Data records:
────────
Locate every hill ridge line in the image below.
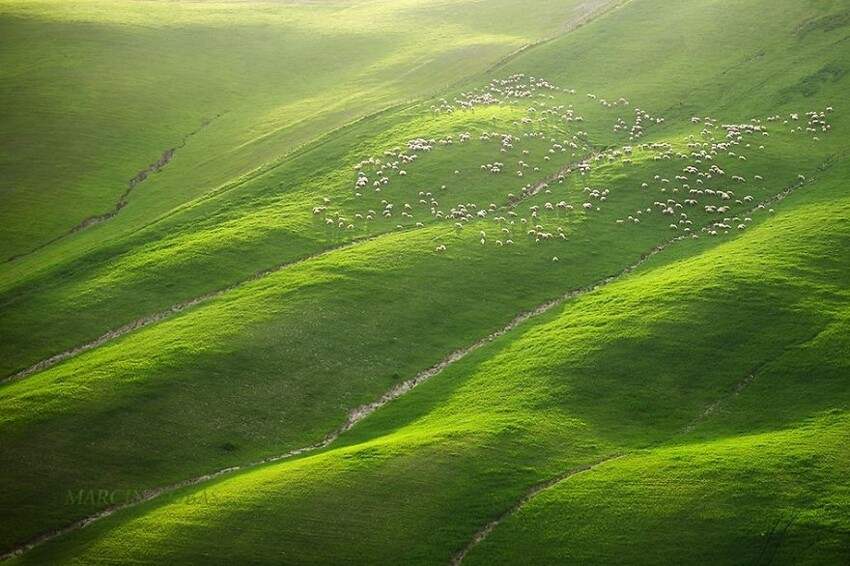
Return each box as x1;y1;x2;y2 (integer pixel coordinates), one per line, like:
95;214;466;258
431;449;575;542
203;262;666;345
7;141;831;385
480;0;628;78
681;372;758;435
450;453;627;565
0;235;379;384
0;222;658;561
1;157;836;560
443;148;846;560
21;0;626;270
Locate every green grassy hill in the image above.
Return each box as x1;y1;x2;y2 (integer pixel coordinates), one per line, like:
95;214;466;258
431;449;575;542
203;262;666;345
1;0;848;563
0;0;598;260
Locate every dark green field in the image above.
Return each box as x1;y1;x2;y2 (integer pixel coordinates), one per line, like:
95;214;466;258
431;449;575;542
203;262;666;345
1;0;848;563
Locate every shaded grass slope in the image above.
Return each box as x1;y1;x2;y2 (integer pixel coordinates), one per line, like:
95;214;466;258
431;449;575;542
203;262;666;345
1;0;849;562
0;0;593;259
15;144;850;566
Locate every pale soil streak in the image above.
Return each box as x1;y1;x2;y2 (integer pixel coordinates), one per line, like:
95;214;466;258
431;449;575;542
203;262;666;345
449;369;762;565
1;236;377;384
1;151;805;386
3;0;620;267
0;157;835;561
482;0;627;76
450;453;627;566
2;150;591;385
6;114;225;264
446;164;841;565
0;201;749;562
680;372;757;435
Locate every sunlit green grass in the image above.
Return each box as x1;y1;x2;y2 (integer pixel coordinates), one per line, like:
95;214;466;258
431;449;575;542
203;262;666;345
1;0;849;562
15;153;850;565
0;0;590;259
468;412;850;564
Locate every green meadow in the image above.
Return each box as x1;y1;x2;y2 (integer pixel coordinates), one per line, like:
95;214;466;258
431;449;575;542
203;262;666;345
1;0;848;563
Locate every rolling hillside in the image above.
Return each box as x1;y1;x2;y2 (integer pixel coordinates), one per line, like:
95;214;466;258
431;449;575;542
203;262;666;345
1;0;848;563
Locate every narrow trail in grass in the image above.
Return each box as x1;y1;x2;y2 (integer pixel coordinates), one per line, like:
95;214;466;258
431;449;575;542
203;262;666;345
441;157;847;565
451;367;763;564
1;152;594;385
1;0;624;269
0;168;811;560
2;151;839;560
449;453;627;566
680;372;758;435
482;0;627;77
1;235;379;384
5;114;225;264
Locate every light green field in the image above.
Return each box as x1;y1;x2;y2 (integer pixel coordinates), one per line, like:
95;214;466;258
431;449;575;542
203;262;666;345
1;0;849;563
0;0;599;260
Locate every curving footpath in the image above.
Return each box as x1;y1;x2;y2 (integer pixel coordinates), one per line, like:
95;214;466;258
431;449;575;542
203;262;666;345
2;152;593;385
0;162;830;561
451;367;762;564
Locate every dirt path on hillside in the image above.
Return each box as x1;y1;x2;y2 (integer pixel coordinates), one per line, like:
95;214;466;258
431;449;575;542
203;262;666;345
1;152;839;563
4;0;623;267
449;453;626;565
1;236;377;384
680;372;758;435
1;151;594;385
6;114;225;264
0;177;795;560
443;162;843;564
450;366;763;564
483;0;628;77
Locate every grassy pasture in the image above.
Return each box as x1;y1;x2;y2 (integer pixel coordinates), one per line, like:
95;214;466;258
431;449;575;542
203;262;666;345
0;0;594;259
0;65;839;377
1;0;849;562
14;152;850;565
────────
Your answer must be an exact copy of every entry, with the pictures left out.

Reply:
Locate every hill ridge line in the image below.
Return each box as x1;y1;x2;y2 (integer pixel coordinates), one per line, like:
95;214;466;258
431;449;575;542
203;262;666;345
7;141;831;385
480;0;628;78
681;372;758;435
450;453;627;565
0;235;379;384
0;222;658;561
1;157;836;560
443;148;846;560
21;0;626;270
Locate every green grassy hill in the image above.
Return each box as x1;y1;x2;y2 (integer pixel coordinates), one per line, like:
95;214;466;258
431;449;575;542
203;262;666;345
1;0;848;563
0;0;598;260
Locate every dark green field in the image above.
Return each box as x1;y1;x2;y2 (integer pixel coordinates), one per line, like:
95;214;466;258
431;449;575;542
203;262;666;345
1;0;848;563
Locate every shaded grass slope in the image above.
Return each box as x1;y1;x2;y2 (integer pixel coordinates), one per line, like:
95;214;466;258
431;449;575;542
203;262;666;345
1;0;849;562
0;0;593;259
15;144;850;566
Locate every pale soil streak in the image above.
Return each box as x1;y1;x2;y2 (integer pixel coordinates), one per line, like:
95;214;466;258
431;449;575;542
203;262;666;345
449;369;762;565
1;236;377;384
1;151;805;386
3;0;620;267
0;157;835;561
482;0;627;76
450;453;627;566
2;150;591;385
6;114;225;264
446;164;841;565
0;201;749;562
680;372;757;435
Locate every sunlit green grass in the image above.
Return each box as x1;y1;x2;y2 (integer pixel coordinates), one per line, like:
95;214;466;258
431;449;575;542
203;262;666;345
1;0;849;562
15;153;850;565
0;0;590;259
468;412;850;564
Locate every green meadow in the image above.
Return each box as x1;y1;x2;y2 (integer pixel coordinates), one per line, like:
95;214;466;258
431;449;575;542
203;262;666;345
1;0;848;563
Locate every rolling hillside in the image above.
Return each box as x1;y1;x2;y2 (integer pixel coordinates), one per line, like:
95;214;466;258
431;449;575;542
203;262;666;345
1;0;848;563
Locate every narrow trail in grass in the image above.
Return each box as x1;y1;x2;y2 (integer pixel coordinates), one per line, like:
95;214;466;258
431;449;575;542
203;262;666;345
441;157;847;565
451;367;763;564
1;152;594;385
1;0;624;269
0;168;811;560
2;151;839;560
449;453;627;566
680;372;758;435
482;0;627;77
1;235;379;384
5;114;225;264
Locate every light green field in the image above.
Return each box as x1;y1;x2;y2 (integer pixel coordinates), one per line, like:
95;214;466;258
431;449;575;542
203;262;666;345
1;0;849;563
0;0;599;260
Locate every curving footpath in the image above.
Return each box as x1;y1;x2;y2 (integer pixel coordinates), one per line, like:
95;214;466;258
431;449;575;542
203;262;666;345
2;152;593;385
0;162;830;561
451;367;762;564
Locate every dirt path on hillside in the image above.
Return each box as x1;y1;x2;y2 (integer pixel coordinates), one per line, like:
95;214;466;258
431;449;575;542
203;262;666;345
1;152;839;563
4;0;623;267
449;453;626;565
1;236;377;384
680;372;758;435
1;151;594;385
6;114;225;264
0;177;795;560
443;162;843;564
450;366;763;564
483;0;628;77
Locate every grassy pasture in the image above.
Return each box as x1;y1;x2;y2 (integer pixel coordinates), one per line, like:
95;214;466;258
431;449;575;542
203;262;666;345
0;0;594;259
0;65;839;377
1;0;849;562
14;152;850;565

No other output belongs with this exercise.